* TASK GOAL: Extract all of the lines below and reproduce each one word for word, with nothing altered, added, or left out.

Point-based annotation data:
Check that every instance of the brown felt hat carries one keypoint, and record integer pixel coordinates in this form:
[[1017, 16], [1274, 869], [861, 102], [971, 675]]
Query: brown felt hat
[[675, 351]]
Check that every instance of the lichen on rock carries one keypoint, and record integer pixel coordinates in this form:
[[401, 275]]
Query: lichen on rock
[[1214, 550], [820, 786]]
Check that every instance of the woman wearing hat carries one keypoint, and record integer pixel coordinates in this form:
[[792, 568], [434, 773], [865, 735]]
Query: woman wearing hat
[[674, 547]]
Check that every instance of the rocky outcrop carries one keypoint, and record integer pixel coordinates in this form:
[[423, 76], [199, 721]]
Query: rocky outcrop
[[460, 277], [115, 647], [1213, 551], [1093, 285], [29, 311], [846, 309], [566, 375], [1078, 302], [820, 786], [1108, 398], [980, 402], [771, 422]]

* IN RESPONSE:
Check that every instance of the brown felt hat carries one keypoint, and record integer pixel coordinates in this form:
[[1017, 16], [1274, 869], [861, 102], [971, 675]]
Query: brown felt hat
[[675, 351]]
Check that every instance of the lichen on rock carries one keypoint, and record integer pixel coordinates in this form:
[[401, 275]]
Query: lichen on rock
[[1214, 550], [820, 786]]
Check that every instance of the woman wearing hat carries one keypoint, and record integer pixel coordinates in this form:
[[792, 568], [434, 773], [865, 735]]
Query: woman wearing hat
[[674, 547]]
Check that every instance of the rocky outcrop carries one keypoint, and record integer pixel coordinates in this form:
[[423, 76], [199, 721]]
Query: rocky outcrop
[[460, 277], [115, 647], [1213, 551], [1093, 285], [29, 311], [846, 309], [566, 375], [1078, 302], [820, 786], [1108, 398], [980, 402], [771, 422]]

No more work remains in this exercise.